* Provided material *
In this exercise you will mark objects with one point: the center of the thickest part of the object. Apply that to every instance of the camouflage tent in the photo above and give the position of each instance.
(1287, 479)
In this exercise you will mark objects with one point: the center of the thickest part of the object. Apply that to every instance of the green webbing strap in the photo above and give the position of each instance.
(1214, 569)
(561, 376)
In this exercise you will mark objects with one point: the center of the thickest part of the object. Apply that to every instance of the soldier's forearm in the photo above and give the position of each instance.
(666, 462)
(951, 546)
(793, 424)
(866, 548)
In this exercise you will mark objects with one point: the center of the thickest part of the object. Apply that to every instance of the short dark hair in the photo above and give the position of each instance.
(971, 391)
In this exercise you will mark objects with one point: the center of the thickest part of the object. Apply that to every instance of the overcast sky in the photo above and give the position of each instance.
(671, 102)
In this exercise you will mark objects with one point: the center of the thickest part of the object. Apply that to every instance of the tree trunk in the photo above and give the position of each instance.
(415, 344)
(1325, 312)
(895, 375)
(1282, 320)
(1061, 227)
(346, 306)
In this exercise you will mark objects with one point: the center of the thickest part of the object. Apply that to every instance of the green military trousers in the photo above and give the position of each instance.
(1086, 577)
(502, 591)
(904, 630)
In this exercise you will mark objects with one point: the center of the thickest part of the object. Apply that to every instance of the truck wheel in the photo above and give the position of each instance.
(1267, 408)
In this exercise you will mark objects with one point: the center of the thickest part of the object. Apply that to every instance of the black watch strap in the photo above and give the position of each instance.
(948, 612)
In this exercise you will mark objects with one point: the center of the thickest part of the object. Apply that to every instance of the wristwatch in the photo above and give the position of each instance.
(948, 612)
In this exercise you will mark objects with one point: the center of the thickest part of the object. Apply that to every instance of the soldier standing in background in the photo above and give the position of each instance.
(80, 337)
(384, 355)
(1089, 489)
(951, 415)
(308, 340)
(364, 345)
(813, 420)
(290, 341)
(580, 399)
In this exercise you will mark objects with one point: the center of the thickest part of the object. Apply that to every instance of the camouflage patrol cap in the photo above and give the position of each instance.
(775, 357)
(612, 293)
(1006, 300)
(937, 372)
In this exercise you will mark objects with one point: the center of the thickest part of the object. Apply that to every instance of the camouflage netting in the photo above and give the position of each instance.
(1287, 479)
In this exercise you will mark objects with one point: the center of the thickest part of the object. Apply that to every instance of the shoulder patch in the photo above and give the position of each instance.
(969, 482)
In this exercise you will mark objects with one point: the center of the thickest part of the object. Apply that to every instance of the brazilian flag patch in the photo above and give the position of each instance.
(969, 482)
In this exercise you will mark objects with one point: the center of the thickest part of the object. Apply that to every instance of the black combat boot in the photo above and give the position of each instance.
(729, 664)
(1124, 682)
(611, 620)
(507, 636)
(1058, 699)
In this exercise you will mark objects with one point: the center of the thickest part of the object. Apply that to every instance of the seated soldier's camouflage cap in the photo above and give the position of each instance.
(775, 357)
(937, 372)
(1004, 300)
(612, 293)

* Problem to solve *
Rewrite the rows above as a JSON list of strings, with one string per line and blank lines omitted.

* Answer to this problem *
[
  "In this exercise you will mark objects with one point: the center of the thickest part of the object. Apply that to every instance of the camouflage tent in the photo above and give the position of each instance.",
  "(1287, 479)",
  "In this exercise you will mark objects with one point: the center of the thickest part of the object. Apply that to every instance of the green webbing strap in the photo above and give the position of each instance.",
  "(1214, 569)",
  "(561, 376)",
  "In this exercise you will mark objects with one point: the center of the thickest part of the object. Apply that to every instance of the soldier's forearm in the photo above and give the position of each instance.",
  "(666, 462)",
  "(951, 546)",
  "(793, 424)",
  "(866, 548)",
  "In this exercise you will mark objects with one point: the center of the thickest part of the object. Apply that to every instance of the short dark hair in the photo above and give the position of each instance.",
  "(971, 391)",
  "In this exercise you will mark objects with one point: the center of the thickest part of the object. Apply that to every instance of the overcast sky in the photo above and give the position of each instance.",
  "(671, 102)",
  "In this exercise you will mark objects with one point: the center of the thickest part of the object. Apply that to every instance of the tree trunk in the photo above and give the position of each instance.",
  "(415, 344)",
  "(1325, 312)",
  "(895, 375)",
  "(1282, 320)",
  "(1061, 227)",
  "(346, 306)",
  "In this exercise you will mark objects with one point: the center of the thickest part of the object. Apply that to every instance of the green military trousers in the photo above and give the position of each instance.",
  "(1086, 577)",
  "(502, 591)",
  "(904, 630)",
  "In this exercise you will mark objects with one point: the center of the thickest part of the object. Apply that to every instance of the truck wheel in the photo above and give the position of each instance.",
  "(1267, 408)",
  "In this exercise you will mark objects with one point: the center of the thickest part of the object. Apply that to every instance of the black watch strap in the photo above and give the position of each instance.",
  "(948, 612)",
  "In this exercise you will mark objects with one point: the center of the thickest part of the object. Apply that to every instance of the wristwatch in the photo above and give the position of each instance.",
  "(948, 612)",
  "In this exercise you will mark objects with one point: the center of the thickest part of the object. Apply that to every instance of the soldier standing in background in the photo above and give the position of each instance.",
  "(80, 337)",
  "(384, 355)",
  "(1089, 489)",
  "(951, 415)",
  "(308, 340)",
  "(364, 345)",
  "(813, 420)",
  "(290, 341)",
  "(580, 399)",
  "In this exercise you will mark objects with one point: the center of the thickest part of the object. Apply that to every instance of the camouflage patrol cap in the photo above and give the position of each instance.",
  "(775, 357)",
  "(612, 293)",
  "(1006, 300)",
  "(937, 372)",
  "In this exercise you will mark objects with one point: the center of the thickest part of the object. Apply that to every instance of the camouflage netting in the photo above and give the position of each instance.",
  "(1287, 479)",
  "In this exercise you will mark objects with one point: the center of the thickest part of the object. Apply that to every instance of the shoulder patch in the photo above and give the position of each instance.",
  "(969, 482)",
  "In this exercise you will mark objects with one point: the center of the thickest part of the object. Apply that to every instance of the brazilian flag patch in the photo above and give the position of each instance.",
  "(969, 482)",
  "In this exercise you will mark objects with one point: the center of the thickest part of the object. Apply that to every instance of the black combat boot in the photo above and give the position of each instance.",
  "(729, 664)",
  "(1124, 682)",
  "(611, 620)",
  "(507, 636)",
  "(1058, 699)",
  "In this exercise you will mark objects with one point: the center of the thickest part of the object. Apply that to every instance of the seated soldier's camouflage cap in the photo above and give the position of each instance.",
  "(775, 357)",
  "(937, 372)",
  "(1004, 300)",
  "(612, 293)"
]